- **GOAL**:
Here are some records; quote them exactly, leaving out the pictures.

╭─ EXERCISE MATERIAL

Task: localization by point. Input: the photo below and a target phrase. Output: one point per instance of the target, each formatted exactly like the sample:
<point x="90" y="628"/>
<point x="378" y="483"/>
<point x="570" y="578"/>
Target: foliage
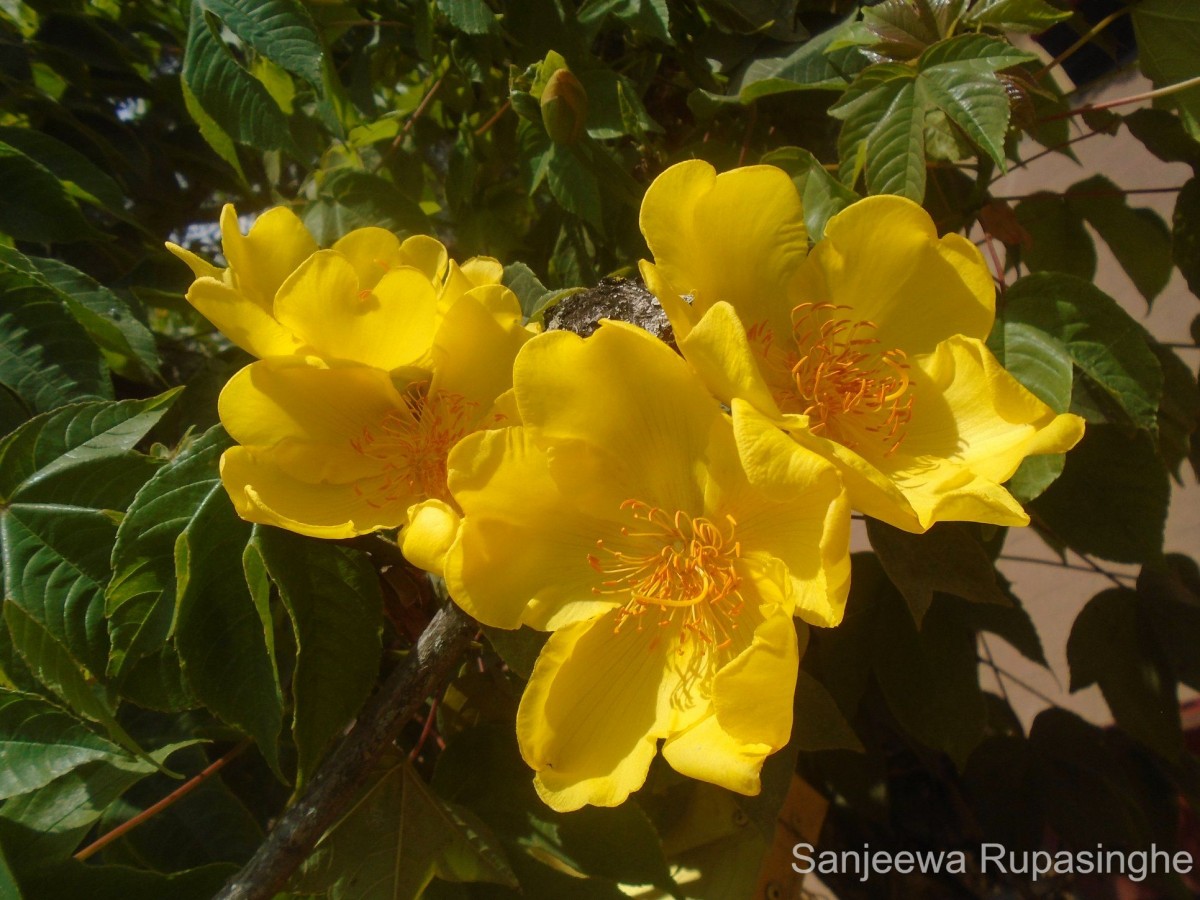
<point x="148" y="631"/>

╰─

- **WRITTEN REPLY**:
Task: localization by point. Input: the photo below and a target phrase. Output: one point per instance of the target, each formatted exactly like the sample:
<point x="90" y="628"/>
<point x="378" y="483"/>
<point x="570" y="578"/>
Target: foliage
<point x="148" y="631"/>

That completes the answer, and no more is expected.